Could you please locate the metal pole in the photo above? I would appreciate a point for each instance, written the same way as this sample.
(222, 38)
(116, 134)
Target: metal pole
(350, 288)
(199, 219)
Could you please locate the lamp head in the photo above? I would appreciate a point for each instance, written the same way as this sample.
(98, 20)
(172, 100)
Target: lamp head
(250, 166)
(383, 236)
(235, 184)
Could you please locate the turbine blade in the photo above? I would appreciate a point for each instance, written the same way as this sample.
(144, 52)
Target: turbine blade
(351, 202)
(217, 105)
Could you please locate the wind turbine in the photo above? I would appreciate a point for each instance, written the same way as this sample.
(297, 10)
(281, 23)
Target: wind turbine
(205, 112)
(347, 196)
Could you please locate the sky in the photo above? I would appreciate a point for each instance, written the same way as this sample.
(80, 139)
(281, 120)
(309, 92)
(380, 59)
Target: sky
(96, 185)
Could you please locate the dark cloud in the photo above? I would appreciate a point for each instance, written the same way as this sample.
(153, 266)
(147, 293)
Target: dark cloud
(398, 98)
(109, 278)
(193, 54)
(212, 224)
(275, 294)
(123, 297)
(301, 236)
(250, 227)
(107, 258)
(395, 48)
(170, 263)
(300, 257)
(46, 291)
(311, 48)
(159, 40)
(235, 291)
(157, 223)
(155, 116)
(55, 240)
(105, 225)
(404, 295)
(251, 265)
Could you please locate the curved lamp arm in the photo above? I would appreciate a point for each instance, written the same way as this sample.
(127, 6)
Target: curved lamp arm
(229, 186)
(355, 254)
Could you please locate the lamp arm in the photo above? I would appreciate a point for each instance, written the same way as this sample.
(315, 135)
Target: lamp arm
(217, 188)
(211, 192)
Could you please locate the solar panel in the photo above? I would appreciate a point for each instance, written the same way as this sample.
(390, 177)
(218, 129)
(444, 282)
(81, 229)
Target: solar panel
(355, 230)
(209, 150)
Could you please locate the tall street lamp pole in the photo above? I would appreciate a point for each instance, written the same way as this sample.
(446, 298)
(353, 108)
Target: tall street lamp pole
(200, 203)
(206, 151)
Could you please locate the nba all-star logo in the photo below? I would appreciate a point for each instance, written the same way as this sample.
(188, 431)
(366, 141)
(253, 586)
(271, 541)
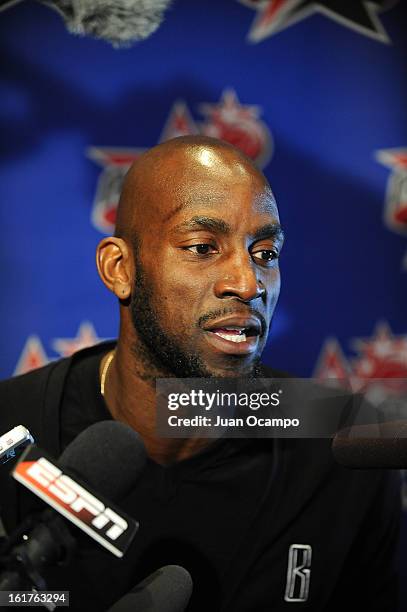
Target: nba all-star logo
(383, 356)
(33, 354)
(228, 120)
(363, 16)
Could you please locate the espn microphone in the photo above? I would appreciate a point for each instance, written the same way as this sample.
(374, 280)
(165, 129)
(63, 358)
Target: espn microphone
(372, 446)
(98, 455)
(119, 22)
(14, 442)
(166, 590)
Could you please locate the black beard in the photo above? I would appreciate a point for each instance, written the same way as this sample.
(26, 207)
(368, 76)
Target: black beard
(161, 354)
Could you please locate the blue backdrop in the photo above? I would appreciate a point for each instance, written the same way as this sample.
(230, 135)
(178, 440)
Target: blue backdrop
(316, 94)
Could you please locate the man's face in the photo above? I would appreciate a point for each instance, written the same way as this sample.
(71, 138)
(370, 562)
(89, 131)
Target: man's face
(207, 275)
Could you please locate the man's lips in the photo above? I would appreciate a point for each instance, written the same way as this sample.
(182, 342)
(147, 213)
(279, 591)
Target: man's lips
(234, 335)
(250, 326)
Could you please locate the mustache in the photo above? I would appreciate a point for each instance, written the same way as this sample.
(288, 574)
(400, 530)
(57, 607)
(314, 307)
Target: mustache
(222, 312)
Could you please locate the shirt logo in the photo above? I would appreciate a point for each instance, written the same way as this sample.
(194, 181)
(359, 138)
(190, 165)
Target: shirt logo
(298, 573)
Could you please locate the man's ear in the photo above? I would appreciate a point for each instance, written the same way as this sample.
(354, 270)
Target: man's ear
(114, 265)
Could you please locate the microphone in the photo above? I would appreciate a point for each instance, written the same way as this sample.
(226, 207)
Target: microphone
(166, 590)
(119, 22)
(98, 454)
(378, 446)
(14, 442)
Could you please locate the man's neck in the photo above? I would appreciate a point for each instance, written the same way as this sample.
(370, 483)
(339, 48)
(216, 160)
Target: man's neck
(129, 393)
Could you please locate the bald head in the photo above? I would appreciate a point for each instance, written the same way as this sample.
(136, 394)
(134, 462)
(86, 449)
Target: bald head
(197, 238)
(173, 172)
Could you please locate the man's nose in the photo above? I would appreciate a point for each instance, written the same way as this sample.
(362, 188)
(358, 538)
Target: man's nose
(239, 278)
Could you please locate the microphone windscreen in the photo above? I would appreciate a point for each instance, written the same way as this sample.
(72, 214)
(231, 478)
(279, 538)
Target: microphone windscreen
(120, 22)
(167, 590)
(372, 446)
(109, 455)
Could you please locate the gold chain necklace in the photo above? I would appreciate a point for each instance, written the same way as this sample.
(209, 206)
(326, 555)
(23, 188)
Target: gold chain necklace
(105, 371)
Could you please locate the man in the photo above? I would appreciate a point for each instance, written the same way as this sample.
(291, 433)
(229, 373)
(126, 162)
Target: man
(259, 524)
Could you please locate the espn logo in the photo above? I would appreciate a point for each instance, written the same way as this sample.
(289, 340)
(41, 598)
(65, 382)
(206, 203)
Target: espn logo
(107, 525)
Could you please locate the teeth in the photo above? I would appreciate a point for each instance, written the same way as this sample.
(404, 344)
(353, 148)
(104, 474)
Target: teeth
(232, 338)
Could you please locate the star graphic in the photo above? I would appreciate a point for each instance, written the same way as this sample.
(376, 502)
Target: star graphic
(115, 163)
(85, 337)
(384, 355)
(332, 363)
(239, 125)
(118, 157)
(395, 159)
(359, 15)
(179, 122)
(32, 356)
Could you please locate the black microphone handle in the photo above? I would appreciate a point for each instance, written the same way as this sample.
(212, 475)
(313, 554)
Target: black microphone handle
(48, 543)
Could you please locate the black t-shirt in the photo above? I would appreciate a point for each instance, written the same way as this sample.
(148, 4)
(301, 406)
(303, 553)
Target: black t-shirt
(192, 513)
(237, 515)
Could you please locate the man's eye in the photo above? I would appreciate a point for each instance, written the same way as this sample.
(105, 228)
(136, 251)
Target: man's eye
(201, 249)
(266, 255)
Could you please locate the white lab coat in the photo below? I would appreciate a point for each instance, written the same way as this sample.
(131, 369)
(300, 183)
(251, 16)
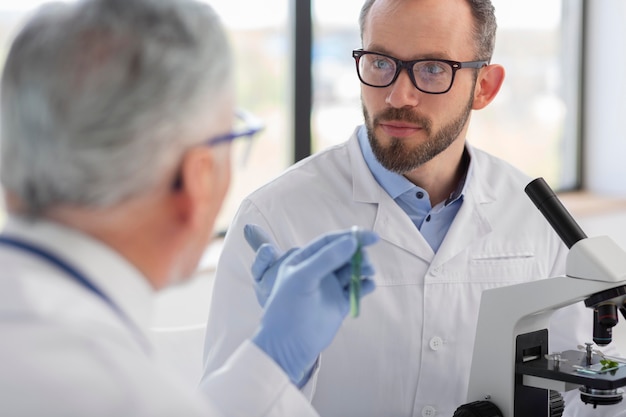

◆ WORK ITEM ◆
Skip the images and write out the rest of the listing exactly.

◆ YOUR RESPONSE ◆
Could you please locate the metal pole in the photo above? I would appreciate a point for each instance, written the same way as this sample.
(222, 38)
(116, 134)
Target: metal pole
(350, 288)
(199, 219)
Could you please locate the lamp head in the photo above? I would appreciate a point for each instance, written the same way as this sample.
(98, 20)
(172, 100)
Target: lamp head
(250, 166)
(383, 236)
(235, 184)
Could you please locate the turbine blade in the photo above? I would appreciate a point for each instance, written the same way as this sample.
(144, 52)
Target: turbine blade
(351, 202)
(217, 105)
Could you please locate the wind turbine in the photo above? I would appreciate a point for each instance, written the same way as this sample.
(297, 10)
(281, 23)
Target: wind turbine
(205, 112)
(347, 196)
Could you please locate the sky in the photo above? I would appreciate a point for each instance, written the same way as this sample.
(80, 139)
(281, 120)
(309, 92)
(380, 59)
Target: sky
(96, 185)
Could you please locate the dark cloud in the photo above? I would appreciate a point for each instance, written the same way as this sample.
(153, 266)
(147, 293)
Target: dark cloud
(398, 98)
(109, 278)
(193, 54)
(212, 224)
(275, 294)
(123, 297)
(301, 236)
(250, 227)
(107, 258)
(395, 48)
(170, 263)
(300, 257)
(46, 291)
(311, 48)
(159, 40)
(235, 291)
(157, 223)
(155, 116)
(55, 240)
(105, 225)
(404, 295)
(251, 265)
Could you please locate the curved lamp arm in the photo above? I would appreciate a point for each instance, written the same way as this sample.
(127, 6)
Target: curved lamp arm
(229, 186)
(355, 254)
Could you please locate the lamp arm in the photo above? I would appreciate a point for each instance, written the same way as this sample.
(315, 135)
Target: lamp arm
(217, 188)
(211, 192)
Could you please locate the solar panel in the photo above? I would appreciate a point for each instance, written the same way as this sample.
(390, 177)
(218, 129)
(444, 282)
(81, 229)
Target: solar panel
(355, 230)
(209, 150)
Could you please locate the tall street lamp pole in the photo above? I would appreciate a point for each instance, written the same way as this sample.
(446, 298)
(353, 108)
Target: tall street lamp pole
(200, 203)
(206, 151)
Could you please locate the nba all-star logo in the photo below? I would appreciate a point for each instance, written the same way as this sample.
(188, 431)
(366, 141)
(253, 586)
(271, 541)
Target: nba all-star logo
(383, 356)
(33, 354)
(228, 120)
(363, 16)
Could you please locate the espn microphone in the photo above? I would appreciate a point for each instance, written the same way as this sample.
(374, 280)
(165, 129)
(63, 358)
Target: espn microphone
(372, 446)
(98, 455)
(119, 22)
(14, 442)
(166, 590)
Could you please locate the black beard in the photo above? I would appreciate a point for each instance, written the same way as this sample.
(26, 207)
(368, 76)
Target: black beard
(161, 354)
Could you please locate the blue backdrop in the photo above? I would appreciate a point for each instance, written the same way as this sample.
(230, 135)
(178, 440)
Target: blue backdrop
(316, 94)
Could you please locate the man's face in the photo above? I would appreciate a point for each instance, written the same way as this sample.
(71, 138)
(370, 562)
(89, 131)
Target: man's face
(207, 275)
Could you please locate the man's lips in the photo above? I would appreciate a point for each instance, written the same way as this sample.
(182, 342)
(147, 213)
(279, 591)
Target: man's lips
(234, 335)
(250, 326)
Could you please locate the mustache in the photo above? I would appreciate a point for each instance, written the same way as this sample.
(288, 574)
(400, 530)
(57, 607)
(314, 307)
Target: mustache
(222, 312)
Could you please locate the shirt logo in the photo above? I would appreciate a point for each instance, written the same way as this sample.
(194, 181)
(359, 138)
(190, 165)
Target: shirt logo
(298, 573)
Could you please locate the man's ear in the photo above? I would appreciate a point for each instance, written the same way as this sample.
(354, 270)
Target: man's ear
(114, 265)
Could you please locate the microphone in the photo above? I would appreciate a point for each instance, written the same way as this sample.
(226, 207)
Target: microphone
(166, 590)
(119, 22)
(98, 454)
(378, 446)
(14, 442)
Could you please locate the man's neck in the photo above? I would appreciate a point for each instance, written the same way as this sample.
(370, 483)
(339, 48)
(216, 160)
Target: man's neck
(129, 393)
Could you please locate the bald head in the photo above? I would appreciate a point for each instance, written the same way as this sample.
(136, 394)
(134, 462)
(86, 449)
Target: bald head
(197, 238)
(173, 172)
Could you please locate the man's nose in the photo above? I would appreciate a point for each instance, written the same way as this sample.
(362, 188)
(358, 538)
Target: man's nose
(239, 278)
Could you please locate the microphone windscreen in the photo above? I would appreciate a point for each instance, written the same way as this sample.
(72, 214)
(231, 478)
(279, 538)
Target: microphone windscreen
(120, 22)
(167, 590)
(372, 446)
(109, 455)
Could you please locate the gold chain necklace in the photo above? I would appreciate a point for each instance, written the same way as this sample.
(209, 206)
(326, 555)
(23, 188)
Target: gold chain necklace
(105, 371)
Could you please locate the man in the photo above? I would appreciate a point for each instance, written the same way as this sample.
(291, 433)
(229, 373)
(126, 162)
Target: man
(259, 524)
Could you please locate the espn logo in the photo above? I would appreciate a point for each instance, written the same way as this sample.
(289, 340)
(41, 598)
(65, 382)
(206, 203)
Target: espn logo
(107, 525)
Could you please locate the teeth in the photo above? I would appreciate a point for each instance, written the same way as this sample.
(404, 344)
(353, 148)
(104, 474)
Target: teeth
(232, 338)
Could you please locate the star graphic in the photo above? I would appreciate a point for each instance, written the same way as this sample.
(376, 502)
Target: star graphic
(115, 163)
(85, 337)
(384, 355)
(332, 363)
(239, 125)
(118, 157)
(395, 159)
(359, 15)
(179, 122)
(32, 356)
Could you please locate the black microphone handle in the photo above? I would appreciate a point for each instance, written the same way as this sample.
(212, 475)
(313, 554)
Target: black microphone handle
(48, 543)
Could you please locate the black t-shirt in the photo above? I would appreciate a point for each instance, written the same way as this sample.
(148, 4)
(301, 406)
(303, 553)
Target: black t-shirt
(192, 513)
(237, 515)
Could you please locate the man's eye in the photo above? I would appreciate a point for each instance, written the same way as this sample.
(105, 228)
(136, 251)
Target: man's eye
(201, 249)
(266, 255)
Could you please locate the white lab coat in the photo below? I would appreciate a point for each instance, written the same way as this sample.
(131, 369)
(300, 183)
(251, 16)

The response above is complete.